◆ Task brief
Show every line of the material below that contains the word "information", copying each of those lines in full.

◆ Input records
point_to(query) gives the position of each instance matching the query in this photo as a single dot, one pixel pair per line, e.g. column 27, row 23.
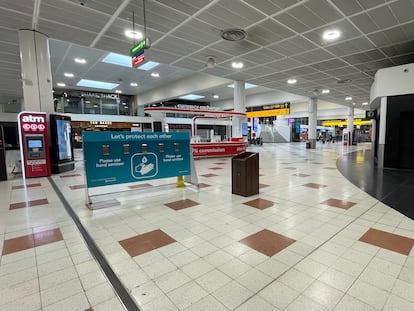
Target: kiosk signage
column 34, row 146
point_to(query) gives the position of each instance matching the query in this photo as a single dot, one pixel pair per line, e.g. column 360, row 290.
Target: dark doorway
column 406, row 148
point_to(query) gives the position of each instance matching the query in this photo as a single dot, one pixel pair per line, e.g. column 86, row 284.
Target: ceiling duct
column 233, row 34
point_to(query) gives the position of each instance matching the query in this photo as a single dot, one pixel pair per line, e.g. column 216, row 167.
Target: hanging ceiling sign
column 137, row 53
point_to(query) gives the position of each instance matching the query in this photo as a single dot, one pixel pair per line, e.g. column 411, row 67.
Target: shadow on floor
column 392, row 187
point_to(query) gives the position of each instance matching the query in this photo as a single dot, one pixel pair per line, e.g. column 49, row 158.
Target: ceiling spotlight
column 133, row 34
column 211, row 62
column 80, row 60
column 292, row 81
column 330, row 35
column 237, row 65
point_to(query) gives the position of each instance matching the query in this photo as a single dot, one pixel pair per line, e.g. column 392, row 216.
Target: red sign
column 217, row 149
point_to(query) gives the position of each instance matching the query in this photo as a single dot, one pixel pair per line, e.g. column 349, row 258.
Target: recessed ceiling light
column 133, row 34
column 80, row 60
column 331, row 34
column 237, row 65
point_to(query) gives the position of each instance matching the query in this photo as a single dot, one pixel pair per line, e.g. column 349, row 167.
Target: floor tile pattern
column 146, row 242
column 267, row 242
column 387, row 240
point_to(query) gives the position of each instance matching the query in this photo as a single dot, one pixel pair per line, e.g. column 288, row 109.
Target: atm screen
column 34, row 143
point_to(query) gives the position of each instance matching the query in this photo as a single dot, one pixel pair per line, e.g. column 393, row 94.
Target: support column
column 350, row 126
column 36, row 72
column 239, row 106
column 312, row 109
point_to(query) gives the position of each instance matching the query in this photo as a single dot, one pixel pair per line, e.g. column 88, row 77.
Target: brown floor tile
column 267, row 242
column 260, row 203
column 70, row 175
column 314, row 185
column 140, row 186
column 28, row 204
column 76, row 187
column 146, row 242
column 27, row 186
column 103, row 204
column 18, row 244
column 46, row 237
column 181, row 204
column 387, row 240
column 301, row 175
column 338, row 203
column 209, row 175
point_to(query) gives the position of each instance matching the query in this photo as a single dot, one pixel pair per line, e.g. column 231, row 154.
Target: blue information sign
column 122, row 157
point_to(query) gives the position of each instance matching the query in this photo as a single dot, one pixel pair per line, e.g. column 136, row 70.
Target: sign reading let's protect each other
column 123, row 157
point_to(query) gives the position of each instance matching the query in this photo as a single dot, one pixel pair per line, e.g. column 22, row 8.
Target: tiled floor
column 310, row 240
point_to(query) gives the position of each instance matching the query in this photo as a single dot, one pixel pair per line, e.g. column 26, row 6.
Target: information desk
column 217, row 149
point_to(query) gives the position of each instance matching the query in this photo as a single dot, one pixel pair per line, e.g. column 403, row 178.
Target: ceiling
column 284, row 40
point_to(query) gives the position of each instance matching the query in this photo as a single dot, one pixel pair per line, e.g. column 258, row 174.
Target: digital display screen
column 64, row 134
column 34, row 143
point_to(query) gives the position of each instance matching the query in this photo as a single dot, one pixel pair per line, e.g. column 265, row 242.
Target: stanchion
column 180, row 182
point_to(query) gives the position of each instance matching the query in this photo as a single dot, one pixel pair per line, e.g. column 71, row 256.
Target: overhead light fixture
column 237, row 65
column 133, row 34
column 80, row 60
column 331, row 34
column 118, row 59
column 292, row 81
column 97, row 84
column 148, row 65
column 191, row 97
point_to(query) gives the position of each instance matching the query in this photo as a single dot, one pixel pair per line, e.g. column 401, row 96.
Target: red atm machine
column 34, row 145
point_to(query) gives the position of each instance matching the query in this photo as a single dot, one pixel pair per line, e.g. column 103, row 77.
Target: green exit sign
column 137, row 47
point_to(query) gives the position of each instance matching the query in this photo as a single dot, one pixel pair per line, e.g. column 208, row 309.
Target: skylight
column 246, row 85
column 118, row 59
column 191, row 97
column 97, row 84
column 148, row 65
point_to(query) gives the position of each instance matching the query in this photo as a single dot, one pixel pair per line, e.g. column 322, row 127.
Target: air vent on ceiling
column 233, row 34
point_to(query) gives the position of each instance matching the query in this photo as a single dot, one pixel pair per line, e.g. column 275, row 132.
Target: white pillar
column 36, row 72
column 312, row 109
column 239, row 106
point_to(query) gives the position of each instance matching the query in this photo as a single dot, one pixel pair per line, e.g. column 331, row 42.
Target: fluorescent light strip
column 148, row 65
column 191, row 97
column 118, row 59
column 97, row 84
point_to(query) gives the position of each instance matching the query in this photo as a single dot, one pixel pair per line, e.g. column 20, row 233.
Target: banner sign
column 122, row 157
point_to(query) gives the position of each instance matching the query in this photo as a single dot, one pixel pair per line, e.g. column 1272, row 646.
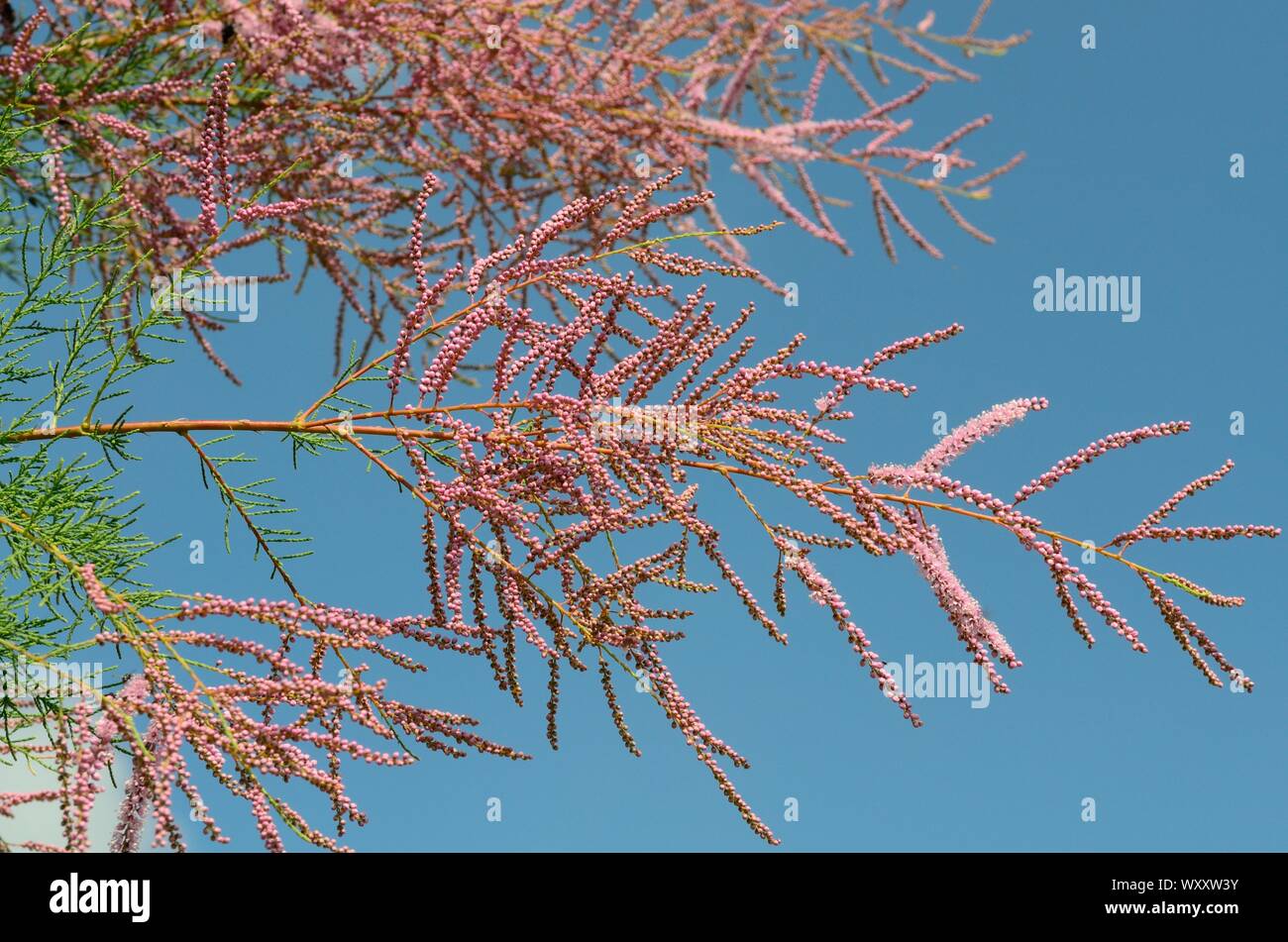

◆ Written solution
Target: blue information sign
Target: information desk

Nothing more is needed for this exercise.